**Brief:** Rewrite the rows from the line containing "Target: shovel" through the last row, changing "instance" to "occurrence" wherever it occurs and keeping everything else the same.

**Supplied records:**
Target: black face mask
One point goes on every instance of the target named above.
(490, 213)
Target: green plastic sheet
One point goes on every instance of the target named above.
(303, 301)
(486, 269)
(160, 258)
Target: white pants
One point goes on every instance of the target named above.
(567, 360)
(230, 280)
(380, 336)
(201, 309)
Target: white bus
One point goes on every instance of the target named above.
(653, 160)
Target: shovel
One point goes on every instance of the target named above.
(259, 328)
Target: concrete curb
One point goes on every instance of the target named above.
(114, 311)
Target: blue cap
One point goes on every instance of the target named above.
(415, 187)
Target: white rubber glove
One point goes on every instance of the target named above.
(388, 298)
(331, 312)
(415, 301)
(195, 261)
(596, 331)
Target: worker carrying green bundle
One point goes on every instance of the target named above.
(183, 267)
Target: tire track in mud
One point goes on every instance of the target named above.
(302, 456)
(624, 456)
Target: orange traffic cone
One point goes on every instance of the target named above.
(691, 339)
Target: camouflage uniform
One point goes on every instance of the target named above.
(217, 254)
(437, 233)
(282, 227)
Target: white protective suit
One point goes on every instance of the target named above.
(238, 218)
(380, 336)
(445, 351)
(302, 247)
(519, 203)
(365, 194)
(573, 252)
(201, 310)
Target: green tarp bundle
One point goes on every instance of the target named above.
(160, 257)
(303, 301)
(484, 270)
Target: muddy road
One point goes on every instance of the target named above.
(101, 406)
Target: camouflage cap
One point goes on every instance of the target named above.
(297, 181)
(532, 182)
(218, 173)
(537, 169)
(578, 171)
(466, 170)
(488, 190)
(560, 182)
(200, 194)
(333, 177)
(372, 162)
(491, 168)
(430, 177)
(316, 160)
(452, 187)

**Final result:**
Target: shovel
One point goes on every occurrence of the target named above.
(259, 328)
Target: concrete curb
One point goes on every occurrence of the target named above.
(114, 311)
Target: blue cap
One point goes on every occurrence of the target named above.
(415, 187)
Target: white rubber glove
One point goes on every occurrence of the target named above.
(388, 298)
(331, 312)
(415, 301)
(195, 261)
(596, 331)
Target: worker carrying green bundle
One point goes on every occurrence of the target named above.
(183, 267)
Target: tire track in mud
One point goes on every occurrence of the target named above.
(302, 456)
(624, 456)
Target: orange traffic cone
One point goes on every occurrence of the target named above.
(691, 339)
Target: camouflage uniform
One point goes on every occurrence of the target named above.
(217, 254)
(437, 233)
(282, 227)
Target: white protective suit
One point goes on every occurrence of the target named above.
(238, 218)
(380, 336)
(445, 351)
(302, 247)
(519, 203)
(365, 194)
(573, 252)
(201, 310)
Target: green tarp bundle
One point goes on every occurrence of the target named above.
(160, 257)
(303, 301)
(484, 270)
Target: muddy road
One point goes on every occurrence of the target named above.
(101, 406)
Target: camouflage cap
One point goes on every occurrence of the target named above.
(297, 181)
(532, 182)
(218, 173)
(537, 169)
(578, 171)
(466, 170)
(488, 190)
(560, 182)
(200, 194)
(333, 177)
(372, 162)
(491, 168)
(430, 177)
(316, 160)
(452, 187)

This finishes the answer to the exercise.